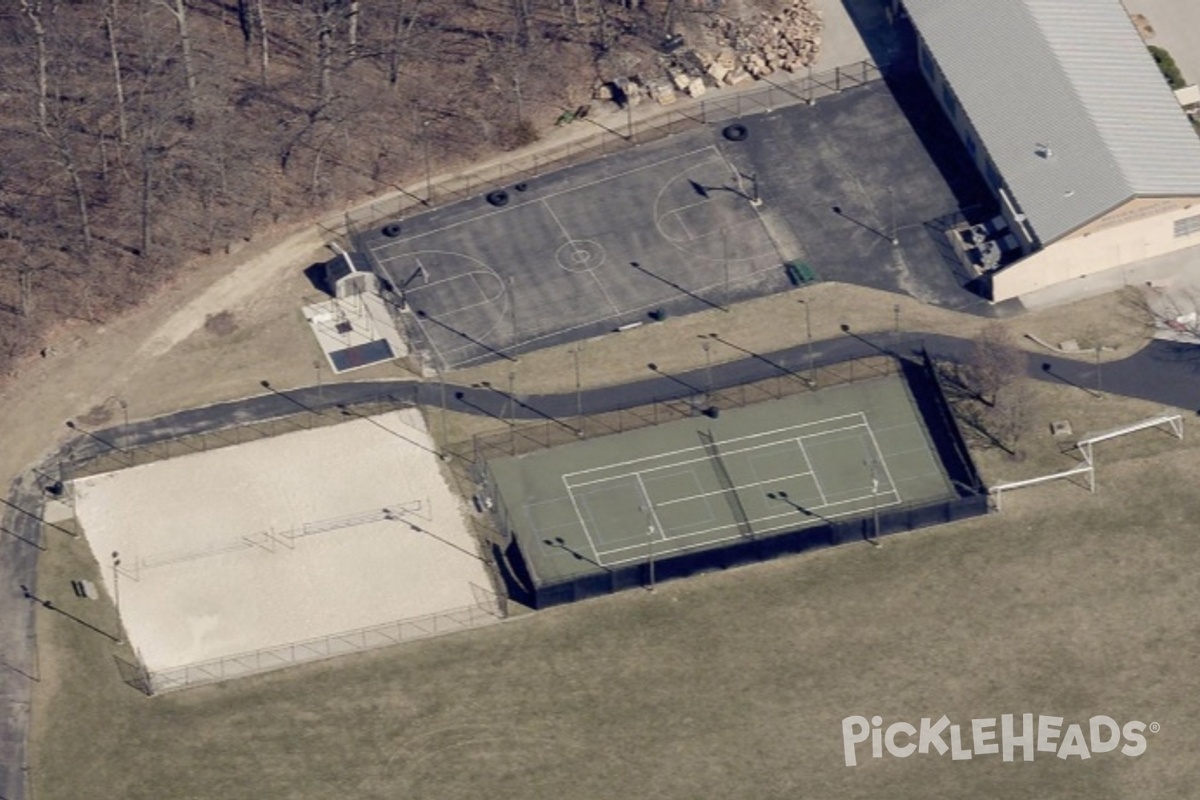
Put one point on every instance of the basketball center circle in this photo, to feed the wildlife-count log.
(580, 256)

————————

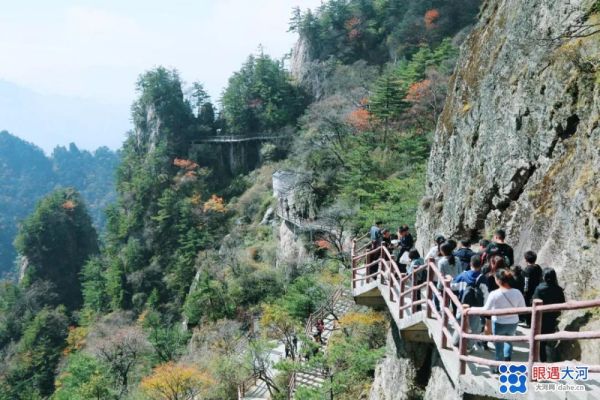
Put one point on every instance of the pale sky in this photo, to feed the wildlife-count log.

————————

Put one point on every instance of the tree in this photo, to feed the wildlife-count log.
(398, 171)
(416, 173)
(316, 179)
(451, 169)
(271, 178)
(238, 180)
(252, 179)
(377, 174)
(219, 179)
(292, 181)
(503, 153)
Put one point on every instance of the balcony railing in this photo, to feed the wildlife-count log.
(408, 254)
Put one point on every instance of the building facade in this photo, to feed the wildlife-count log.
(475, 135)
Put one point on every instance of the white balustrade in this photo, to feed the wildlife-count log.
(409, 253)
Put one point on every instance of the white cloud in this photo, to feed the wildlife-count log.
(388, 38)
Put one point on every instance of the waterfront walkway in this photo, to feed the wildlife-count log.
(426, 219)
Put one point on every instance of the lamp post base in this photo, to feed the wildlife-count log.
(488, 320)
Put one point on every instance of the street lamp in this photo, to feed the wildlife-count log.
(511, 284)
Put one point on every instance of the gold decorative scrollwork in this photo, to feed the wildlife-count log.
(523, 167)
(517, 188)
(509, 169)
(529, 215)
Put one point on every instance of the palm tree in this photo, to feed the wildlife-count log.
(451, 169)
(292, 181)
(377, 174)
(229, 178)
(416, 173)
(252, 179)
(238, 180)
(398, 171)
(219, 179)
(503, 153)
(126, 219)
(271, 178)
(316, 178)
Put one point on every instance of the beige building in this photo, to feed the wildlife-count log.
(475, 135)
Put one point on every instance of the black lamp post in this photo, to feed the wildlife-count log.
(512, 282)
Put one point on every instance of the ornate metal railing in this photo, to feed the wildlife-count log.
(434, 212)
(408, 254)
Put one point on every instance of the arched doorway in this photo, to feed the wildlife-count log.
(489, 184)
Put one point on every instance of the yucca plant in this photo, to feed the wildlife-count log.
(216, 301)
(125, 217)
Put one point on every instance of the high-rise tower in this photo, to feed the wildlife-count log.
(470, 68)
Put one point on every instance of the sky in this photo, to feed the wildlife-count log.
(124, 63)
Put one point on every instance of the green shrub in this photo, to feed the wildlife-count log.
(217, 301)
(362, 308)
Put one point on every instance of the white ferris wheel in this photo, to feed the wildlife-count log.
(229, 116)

————————

WHAT TO WORK ON:
Pick out every line of the material above that contains the word "building", matching case exactly, and copy each one.

RESPONSE:
Put one point on every instance of the building facade in this photo, to feed the wildlife-count log.
Put one point on every instance of the beige building in this photo, to feed the wildlife-count log.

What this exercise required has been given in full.